**Aim of the exercise**
In full and without alteration, print the records below, minus any images.

**Records for the exercise**
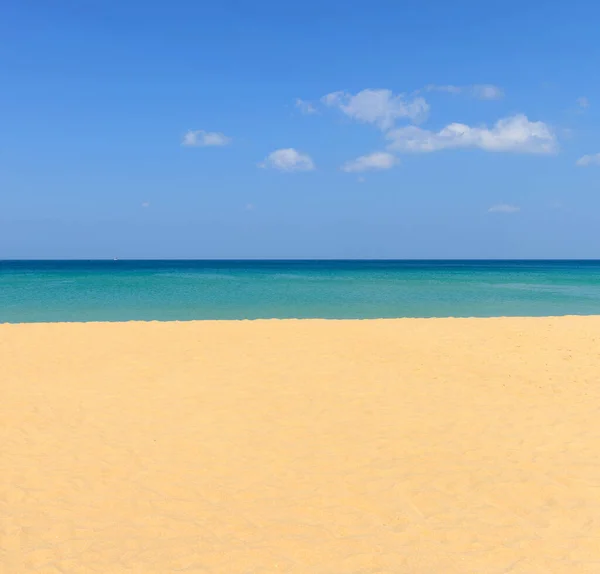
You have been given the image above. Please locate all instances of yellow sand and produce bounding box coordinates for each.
[2,318,600,574]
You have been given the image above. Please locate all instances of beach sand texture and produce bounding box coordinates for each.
[2,317,600,573]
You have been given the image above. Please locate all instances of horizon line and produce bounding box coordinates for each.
[2,258,600,263]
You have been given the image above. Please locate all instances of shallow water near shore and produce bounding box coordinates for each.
[1,259,600,323]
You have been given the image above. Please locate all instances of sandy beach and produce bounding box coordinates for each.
[2,317,600,573]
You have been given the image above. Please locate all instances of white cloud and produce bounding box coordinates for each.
[576,153,600,166]
[321,92,343,106]
[322,89,429,129]
[577,97,590,109]
[424,84,503,100]
[259,148,315,172]
[488,204,521,213]
[141,202,150,208]
[182,130,231,147]
[342,151,397,172]
[295,98,317,115]
[386,114,557,154]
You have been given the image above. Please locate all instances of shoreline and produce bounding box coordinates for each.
[2,313,600,326]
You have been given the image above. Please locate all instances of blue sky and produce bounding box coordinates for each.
[2,0,600,258]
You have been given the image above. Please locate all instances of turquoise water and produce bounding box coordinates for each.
[1,260,600,323]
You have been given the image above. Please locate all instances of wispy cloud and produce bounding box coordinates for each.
[182,130,231,147]
[576,96,590,109]
[295,98,317,115]
[488,204,521,213]
[322,89,429,130]
[576,153,600,166]
[259,148,315,172]
[424,84,463,95]
[471,85,504,100]
[386,114,557,154]
[424,84,504,100]
[342,151,397,172]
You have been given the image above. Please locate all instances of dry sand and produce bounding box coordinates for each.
[1,317,600,573]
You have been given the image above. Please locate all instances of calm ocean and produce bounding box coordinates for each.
[1,260,600,323]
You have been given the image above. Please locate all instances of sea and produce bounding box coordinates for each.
[1,260,600,323]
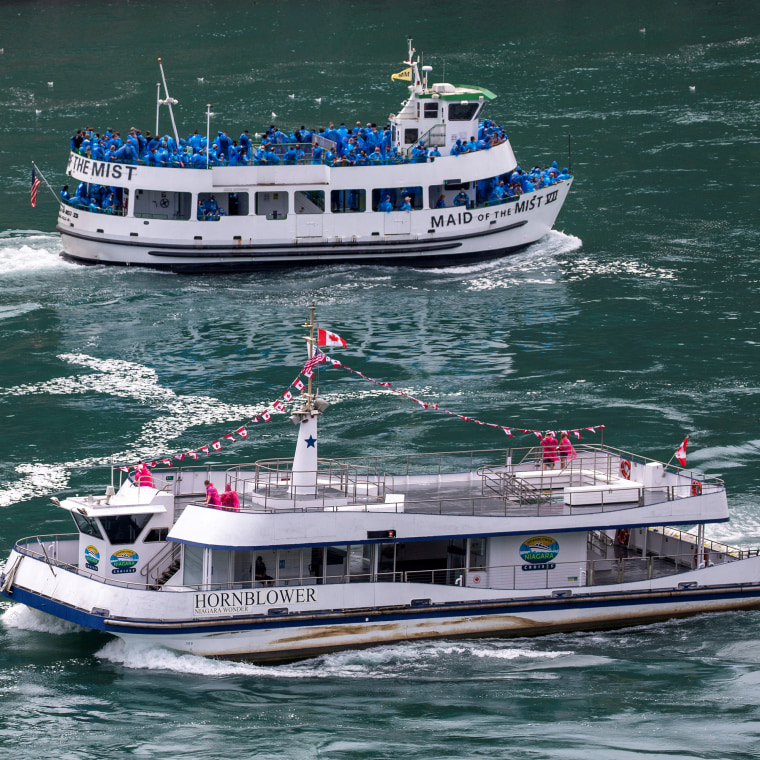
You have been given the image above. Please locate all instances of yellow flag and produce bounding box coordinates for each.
[391,67,412,82]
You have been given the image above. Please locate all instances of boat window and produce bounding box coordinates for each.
[404,128,419,145]
[197,191,249,220]
[330,190,365,213]
[448,103,480,121]
[295,190,325,214]
[134,189,192,220]
[377,543,396,580]
[277,548,303,584]
[469,538,487,569]
[395,539,452,583]
[348,545,372,583]
[70,511,104,539]
[428,182,473,209]
[255,191,288,220]
[325,545,348,584]
[144,527,169,543]
[99,514,151,545]
[308,547,324,584]
[183,545,204,586]
[424,102,439,119]
[372,186,423,211]
[255,550,276,586]
[64,183,129,216]
[233,550,253,585]
[210,548,231,587]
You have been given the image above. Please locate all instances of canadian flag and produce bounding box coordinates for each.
[503,428,513,437]
[317,328,347,348]
[174,453,185,461]
[161,459,172,467]
[272,400,285,411]
[211,440,222,452]
[199,446,210,455]
[293,378,305,392]
[236,426,248,439]
[261,411,271,422]
[675,436,688,467]
[188,451,198,460]
[282,389,293,402]
[224,433,236,443]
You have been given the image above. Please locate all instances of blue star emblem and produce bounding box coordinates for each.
[305,435,317,448]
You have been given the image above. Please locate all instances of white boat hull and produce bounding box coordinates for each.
[6,548,760,661]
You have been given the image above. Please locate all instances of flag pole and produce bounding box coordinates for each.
[32,161,61,204]
[302,302,317,413]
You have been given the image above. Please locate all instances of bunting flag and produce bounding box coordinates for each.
[391,67,412,82]
[116,352,604,472]
[318,350,605,445]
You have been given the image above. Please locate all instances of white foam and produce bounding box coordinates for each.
[1,603,87,634]
[0,233,69,273]
[96,636,576,678]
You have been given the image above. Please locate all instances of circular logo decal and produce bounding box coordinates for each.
[110,549,139,574]
[519,536,559,564]
[84,545,100,567]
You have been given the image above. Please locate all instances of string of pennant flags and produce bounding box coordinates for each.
[119,345,604,472]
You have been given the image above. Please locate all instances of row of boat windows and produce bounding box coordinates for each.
[67,175,553,222]
[184,538,488,587]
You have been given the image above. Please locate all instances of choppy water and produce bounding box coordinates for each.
[1,1,760,758]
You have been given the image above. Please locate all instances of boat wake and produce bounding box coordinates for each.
[0,231,68,273]
[95,637,574,679]
[1,602,87,635]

**Solution for this problem**
You have been given the image above. Please locate all instances of yellow sand and produce bounding box coordinates for each.
[2,318,600,574]
You have been given the image above. Please locate all instances of beach sand texture and produce bounding box coordinates for each.
[2,317,600,573]
You have been given the image above. Please locate all instances of horizon line and produce bounding box coordinates for each.
[2,258,600,263]
You have been given the image above. Please locate all instances of shallow water near shore and produce bounding box coordinates for each.
[1,259,600,323]
You have been given the image above. Please locate all instances of sandy beach and produce bounding box coordinates for each.
[2,317,600,573]
You have been given the image above. Please locate all instances of white cloud and produce bounding box coordinates for each.
[576,153,600,166]
[321,92,343,106]
[322,89,429,129]
[577,97,590,109]
[424,84,503,100]
[259,148,315,172]
[488,204,521,213]
[141,202,150,208]
[182,130,231,147]
[342,151,397,172]
[295,98,317,115]
[386,114,557,154]
You have been given the image above. Please locate all instances of shoreline and produce bounding box coordinates for each.
[2,313,600,326]
You have been given the image above. Please locate all instances of blue sky and produce bounding box coordinates for each.
[2,0,600,258]
You have been given the image above. Please locate all instances of turquoise water and produce bounding box coordinates for each.
[1,260,600,323]
You have been given the image above. Please locate all instances of wispy cloud and produce bounding box coordinates for each.
[182,130,231,147]
[576,96,590,109]
[295,98,317,115]
[488,204,521,213]
[322,89,429,130]
[576,153,600,166]
[259,148,315,172]
[424,84,463,95]
[471,85,504,100]
[386,114,557,154]
[424,84,504,100]
[342,151,397,172]
You have been given the image above. Please locate all instances of dry sand and produce bounding box coordinates for each.
[1,317,600,573]
You have been given the image above. Please locate all instances of calm ocean and produce bounding box coordinates for each.
[1,260,600,323]
You have been given the image above. Please locate all instances of sea and produce bounding box coordinates for each.
[1,260,600,323]
You have been given the image above. Please locate all instances of yellow flag and produce bounding box coordinates for each.
[391,67,412,82]
You have been given the image above. Please locate all instances of boat window and produce bounding box coordinates for each.
[404,128,419,145]
[197,191,249,220]
[330,190,365,213]
[448,103,480,121]
[295,190,325,214]
[134,189,192,220]
[377,543,396,580]
[277,548,303,584]
[469,538,487,569]
[395,539,452,583]
[348,545,372,583]
[70,511,104,539]
[428,182,473,209]
[255,191,288,220]
[325,545,348,584]
[144,527,169,543]
[99,514,151,545]
[308,547,324,584]
[183,545,204,586]
[424,102,439,119]
[372,186,423,211]
[255,550,276,586]
[64,183,129,216]
[233,550,253,585]
[210,548,231,587]
You have been given the image above. Please locate all instances of canadian flag and produce bounding box coordinates for each.
[503,428,513,437]
[317,328,347,348]
[174,453,185,461]
[161,459,172,467]
[272,400,285,411]
[211,440,222,452]
[199,446,210,455]
[293,378,305,392]
[236,426,248,439]
[261,411,271,422]
[675,436,688,467]
[188,451,198,460]
[282,389,293,402]
[224,433,236,443]
You have been given the image above. Please locate all instances of blue star emblem and produce bounding box coordinates for each.
[305,435,317,448]
You have been given the image above. Please locate all instances of white boat hull and produce bounding box coordinates for each.
[6,548,760,661]
You have been given the image above. Please locate all instances of flag pole and produce bounding box coordinates for each.
[32,161,61,204]
[302,302,317,413]
You have been given the image above. Please locate all instances of bunting flag and produce bounding box coordinates for each.
[391,67,412,82]
[116,352,604,472]
[318,350,605,445]
You have been given the image above. Please locate all instances of white foam and produce bounding box coordinates for each.
[1,603,87,634]
[0,233,69,273]
[96,636,576,678]
You have been given the image above. Please locate all instances of circular logo decal and produce bounding box coordinates for each.
[110,549,139,574]
[519,536,559,564]
[84,545,100,567]
You have been given the image above. Please locate all instances of string of pennant flags and produce bounding box coordinates for each.
[119,345,604,472]
You have been given the image above. Please locate all instances of row of boat windows and produce bounding box coordinates for each.
[67,175,553,222]
[184,538,488,587]
You have been given the image above. Please locate all instances of choppy water and produce bounding box coordinates for each.
[1,1,760,758]
You have been given the image above. Please locate all instances of boat wake and produce bounding box coordinates for each.
[0,231,68,273]
[95,637,574,679]
[1,602,87,635]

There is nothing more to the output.